OBJETIVO DO EXERCÍCIO: Resuma o acórdão sobre a escritura de compra e venda em exatamente duas frases.

TEXTO DA PÁGINA:

--*--

Acórdão nº 394/11.2TBNZR.C1 de Court of Appeal of Coimbra (Portugal), 15 de Novembro de 2016

Magistrado ResponsávelFONTE RAMOS
Data da Resolução15 de Novembro de 2016
EmissorCourt of Appeal of Coimbra (Portugal)

Acordam no Tribunal da Relação de Coimbra: I. J (…) intentou, no Tribunal Judicial da Comarca da Nazaré, a presente acção declarativa comum contra C (…), pedindo que seja declarada e reconhecida a existência de total divergência entre as declarações emitidas por A. e Ré, na escritura de compra e venda de 19.6.2008 (que melhor identificou) e a sua vontade real [a)], que essa escritura seja declarada nula “com todas as consequências legais” [b)] e seja ordenado o cancelamento de todos os registos a favor da Ré [c)].

--*--

DADOS REGISTADOS:
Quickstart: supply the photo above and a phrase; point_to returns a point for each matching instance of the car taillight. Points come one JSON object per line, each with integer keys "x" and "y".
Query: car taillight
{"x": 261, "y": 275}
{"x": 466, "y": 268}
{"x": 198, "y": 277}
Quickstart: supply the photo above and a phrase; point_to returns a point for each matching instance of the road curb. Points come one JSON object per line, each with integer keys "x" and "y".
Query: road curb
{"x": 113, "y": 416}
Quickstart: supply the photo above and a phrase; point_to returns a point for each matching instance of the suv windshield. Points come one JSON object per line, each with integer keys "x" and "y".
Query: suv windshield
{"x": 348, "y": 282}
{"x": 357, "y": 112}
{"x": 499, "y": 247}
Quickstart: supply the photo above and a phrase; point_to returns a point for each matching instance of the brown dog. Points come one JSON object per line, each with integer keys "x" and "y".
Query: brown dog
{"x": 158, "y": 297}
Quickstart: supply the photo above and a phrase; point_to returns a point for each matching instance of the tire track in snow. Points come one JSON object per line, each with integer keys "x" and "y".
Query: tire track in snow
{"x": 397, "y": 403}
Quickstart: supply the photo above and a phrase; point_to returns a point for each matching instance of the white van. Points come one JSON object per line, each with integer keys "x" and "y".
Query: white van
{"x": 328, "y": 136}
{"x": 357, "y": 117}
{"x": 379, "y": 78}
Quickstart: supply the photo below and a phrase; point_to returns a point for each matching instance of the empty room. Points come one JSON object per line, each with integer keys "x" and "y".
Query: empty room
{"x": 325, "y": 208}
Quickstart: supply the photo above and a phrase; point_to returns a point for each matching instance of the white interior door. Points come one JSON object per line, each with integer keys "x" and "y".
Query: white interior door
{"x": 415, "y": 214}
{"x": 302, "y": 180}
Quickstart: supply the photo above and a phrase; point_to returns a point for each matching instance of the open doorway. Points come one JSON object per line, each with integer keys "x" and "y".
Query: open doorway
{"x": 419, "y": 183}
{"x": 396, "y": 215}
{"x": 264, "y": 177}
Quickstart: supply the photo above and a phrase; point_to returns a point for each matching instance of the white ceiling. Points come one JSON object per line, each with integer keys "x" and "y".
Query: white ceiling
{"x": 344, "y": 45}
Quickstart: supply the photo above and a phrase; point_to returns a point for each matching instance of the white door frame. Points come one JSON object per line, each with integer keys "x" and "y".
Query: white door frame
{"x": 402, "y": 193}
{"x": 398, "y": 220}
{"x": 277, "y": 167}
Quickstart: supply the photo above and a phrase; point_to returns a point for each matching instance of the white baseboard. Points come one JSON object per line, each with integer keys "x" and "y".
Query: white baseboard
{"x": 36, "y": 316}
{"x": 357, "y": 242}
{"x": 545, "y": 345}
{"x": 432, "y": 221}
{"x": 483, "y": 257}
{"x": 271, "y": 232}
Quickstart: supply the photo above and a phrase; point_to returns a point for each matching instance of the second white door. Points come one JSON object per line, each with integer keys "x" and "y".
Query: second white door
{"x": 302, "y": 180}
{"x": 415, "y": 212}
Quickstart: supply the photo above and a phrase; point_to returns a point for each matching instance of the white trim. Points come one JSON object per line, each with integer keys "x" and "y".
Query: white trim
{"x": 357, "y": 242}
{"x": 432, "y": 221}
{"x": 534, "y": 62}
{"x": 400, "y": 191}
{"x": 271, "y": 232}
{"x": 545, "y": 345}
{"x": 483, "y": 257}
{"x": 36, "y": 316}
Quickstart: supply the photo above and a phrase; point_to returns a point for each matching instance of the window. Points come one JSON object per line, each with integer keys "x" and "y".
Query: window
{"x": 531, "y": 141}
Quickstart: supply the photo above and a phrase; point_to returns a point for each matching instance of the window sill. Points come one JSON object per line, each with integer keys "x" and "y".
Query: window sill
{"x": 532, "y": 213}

--*--

RESPOSTA À TAREFA: O acórdão do Tribunal da Relação de Coimbra, de 15 de novembro de 2016, tem como magistrado responsável Fonte Ramos e trata de uma ação declarativa comum intentada por J (…) contra C (…) no Tribunal Judicial da Comarca da Nazaré. O autor pediu que se reconhecesse a total divergência entre as declarações das partes na escritura de compra e venda de 19.6.2008 e a sua vontade real, que essa escritura fosse declarada nula e que se ordenasse o cancelamento de todos os registos a favor da Ré.